## [DOCUMENT SECTION]

________________________________________

Count Stanisław Kostka Potocki (; November 1755 – 14 September 1821) was a Polish nobleman, politician, writer, public intellectual and patron of the arts.

Life
Potocki was a son of General and starost of Lwów, Eustachy Potocki and Anna Kątska, and was a brother of Ignacy Potocki. He married Princess Aleksandra Lubomirska, the daughter of Great Marshal of the Crown, Prince Stanisław Lubomisrki, on 2 June 1776.

He visited Rome in 1780, where he was painted by Jacques-Louis David. He was an alumnus of the Collegium Nobilium in Warsaw, and later studied Polonistics, literature and arts in Wilanów. He became Great Podstoli of the Crown in 1781–1784. In 1792, he became an Artillery General of the Crown and participated in the War in Defense of the Constitution. He was a deputy of Lublin and one of the leaders of the Patriotic Party on the Four-Year Sejm.

From 1792 to 1797 he lived abroad.

Potocki was a co-founder of the Society of Friends of Science (Towarzystwo Przyjaciół Nauk, or TPN) in Warsaw in 1800. From 1807 he was a member of the Governing Commission (Komisja Rządząca), chairman of the Education Chamber (Izba Edukacyjna), and from 1810 director of the Commission of National Education (Komisja Edukacji Narodowej) in the Duchy of Warsaw.

In 1809 he became chairman of the Council of State (Rada Stanu) and the Council of Ministers (Rada Ministrów).  In 1818-20 he was chairman of the Senate.

Potocki organized archaeological excavations in Italy, inter alia in Laurentum in 1779 and Nola in 1785–1786. He collected art, mainly paintings, graphics and antique ceramics.  His collection exhibited in Wilanów in 1805, initiating one of the first museums in Poland.

Potocki died on 14 September 1821 and was buried in the church of Wilanów.

________________________________________

## [MATERIAL PROVIDED]
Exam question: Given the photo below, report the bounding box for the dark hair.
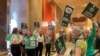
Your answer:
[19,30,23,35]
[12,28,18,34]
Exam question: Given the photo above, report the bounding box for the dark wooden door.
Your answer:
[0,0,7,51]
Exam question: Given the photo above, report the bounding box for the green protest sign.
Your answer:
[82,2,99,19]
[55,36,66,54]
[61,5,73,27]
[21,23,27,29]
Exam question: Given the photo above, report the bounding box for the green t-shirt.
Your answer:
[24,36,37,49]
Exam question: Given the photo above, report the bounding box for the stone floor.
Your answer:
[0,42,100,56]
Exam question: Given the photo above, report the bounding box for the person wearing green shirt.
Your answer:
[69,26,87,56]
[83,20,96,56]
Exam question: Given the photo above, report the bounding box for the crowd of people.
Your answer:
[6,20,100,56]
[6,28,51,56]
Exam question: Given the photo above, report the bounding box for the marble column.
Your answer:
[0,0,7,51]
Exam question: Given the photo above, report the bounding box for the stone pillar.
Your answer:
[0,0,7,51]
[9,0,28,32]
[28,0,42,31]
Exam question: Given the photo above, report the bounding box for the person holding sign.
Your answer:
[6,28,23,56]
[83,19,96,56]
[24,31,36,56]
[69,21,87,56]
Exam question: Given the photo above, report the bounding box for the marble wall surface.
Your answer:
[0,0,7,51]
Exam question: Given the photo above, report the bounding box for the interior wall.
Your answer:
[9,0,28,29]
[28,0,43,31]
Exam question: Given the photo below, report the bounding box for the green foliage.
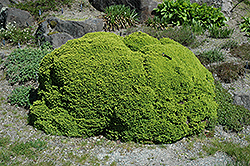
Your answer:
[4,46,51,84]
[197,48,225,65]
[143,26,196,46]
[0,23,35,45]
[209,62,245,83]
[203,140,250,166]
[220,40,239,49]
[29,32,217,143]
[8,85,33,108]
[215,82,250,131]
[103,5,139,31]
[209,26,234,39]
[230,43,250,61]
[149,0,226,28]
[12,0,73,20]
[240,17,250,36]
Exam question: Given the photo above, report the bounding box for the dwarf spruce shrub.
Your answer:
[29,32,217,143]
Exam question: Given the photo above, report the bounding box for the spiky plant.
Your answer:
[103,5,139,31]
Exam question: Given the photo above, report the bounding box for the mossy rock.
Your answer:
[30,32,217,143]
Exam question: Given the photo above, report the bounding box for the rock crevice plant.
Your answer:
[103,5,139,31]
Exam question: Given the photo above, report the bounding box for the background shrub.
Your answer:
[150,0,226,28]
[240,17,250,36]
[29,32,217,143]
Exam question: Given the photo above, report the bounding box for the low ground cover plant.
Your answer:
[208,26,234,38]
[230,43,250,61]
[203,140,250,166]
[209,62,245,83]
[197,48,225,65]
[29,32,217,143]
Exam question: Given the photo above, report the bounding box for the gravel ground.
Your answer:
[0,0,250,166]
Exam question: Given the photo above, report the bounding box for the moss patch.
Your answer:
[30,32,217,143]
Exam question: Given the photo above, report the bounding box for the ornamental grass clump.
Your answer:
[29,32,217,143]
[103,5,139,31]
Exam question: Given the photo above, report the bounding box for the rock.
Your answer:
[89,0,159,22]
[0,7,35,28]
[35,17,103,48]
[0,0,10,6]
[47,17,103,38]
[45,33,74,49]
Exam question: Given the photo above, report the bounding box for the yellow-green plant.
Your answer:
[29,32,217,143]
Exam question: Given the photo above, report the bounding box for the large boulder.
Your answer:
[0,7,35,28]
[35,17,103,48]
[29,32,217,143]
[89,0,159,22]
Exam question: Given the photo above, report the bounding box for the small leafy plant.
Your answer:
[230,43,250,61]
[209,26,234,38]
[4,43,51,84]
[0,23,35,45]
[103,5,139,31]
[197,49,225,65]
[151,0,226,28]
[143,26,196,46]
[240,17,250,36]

________________________________________

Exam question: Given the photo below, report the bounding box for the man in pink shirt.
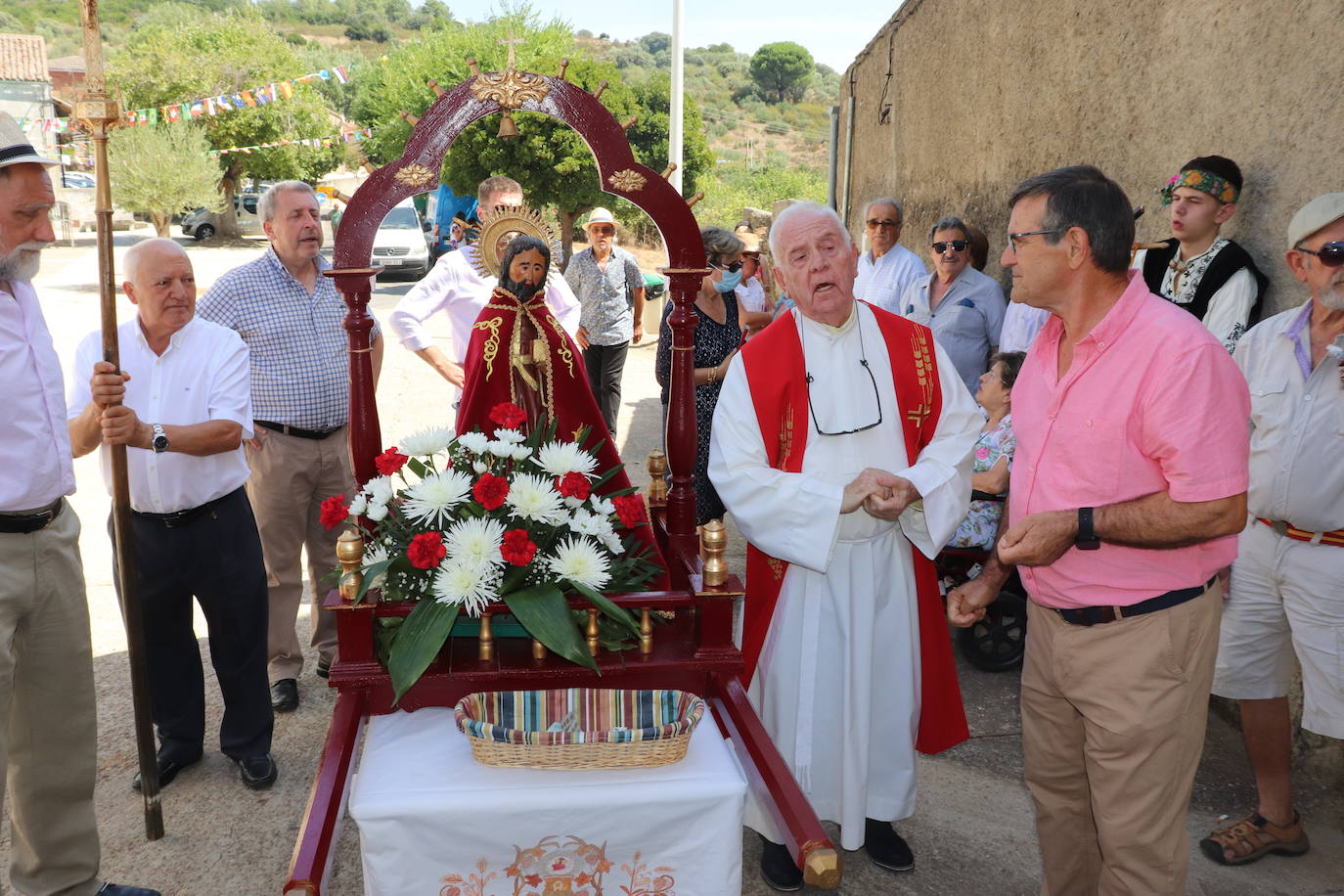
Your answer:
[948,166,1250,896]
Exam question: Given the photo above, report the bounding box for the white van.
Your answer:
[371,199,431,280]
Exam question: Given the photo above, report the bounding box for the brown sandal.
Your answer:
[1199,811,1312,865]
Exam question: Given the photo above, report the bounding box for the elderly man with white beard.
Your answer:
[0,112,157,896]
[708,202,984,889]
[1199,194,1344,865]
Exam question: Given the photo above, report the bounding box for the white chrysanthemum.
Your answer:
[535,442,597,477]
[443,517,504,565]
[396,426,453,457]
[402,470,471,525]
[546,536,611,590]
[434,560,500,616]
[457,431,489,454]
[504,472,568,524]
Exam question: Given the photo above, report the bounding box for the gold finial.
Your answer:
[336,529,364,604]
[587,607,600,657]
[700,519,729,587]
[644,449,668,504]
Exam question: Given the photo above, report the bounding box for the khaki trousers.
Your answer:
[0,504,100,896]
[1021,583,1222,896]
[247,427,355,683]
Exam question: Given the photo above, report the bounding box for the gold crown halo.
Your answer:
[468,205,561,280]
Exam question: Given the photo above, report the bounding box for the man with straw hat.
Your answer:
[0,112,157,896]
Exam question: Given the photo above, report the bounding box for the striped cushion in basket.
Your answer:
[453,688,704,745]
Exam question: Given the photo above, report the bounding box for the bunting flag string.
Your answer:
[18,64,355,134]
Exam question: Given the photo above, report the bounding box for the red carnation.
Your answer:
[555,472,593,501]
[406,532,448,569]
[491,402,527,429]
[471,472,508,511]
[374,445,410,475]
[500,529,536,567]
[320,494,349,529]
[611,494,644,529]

________________________________________

## [REQUIRED TASKS]
[A] Summarize the Potocki biography in two sentences.
[B] Please list every body that the Potocki biography says he chaired.

## [IN RESPONSE]
[A] Stanisław Kostka Potocki (1755–1821) was a Polish nobleman, politician, writer and patron of the arts who fought in the War in Defense of the Constitution and later chaired the Council of State, the Council of Ministers and the Senate. He also co-founded the Society of Friends of Science in Warsaw, organized archaeological excavations in Italy, and collected art that was exhibited in Wilanów in 1805, initiating one of the first museums in Poland.

[B]
- Education Chamber (Izba Edukacyjna)
- Council of State (Rada Stanu)
- Council of Ministers (Rada Ministrów)
- Senate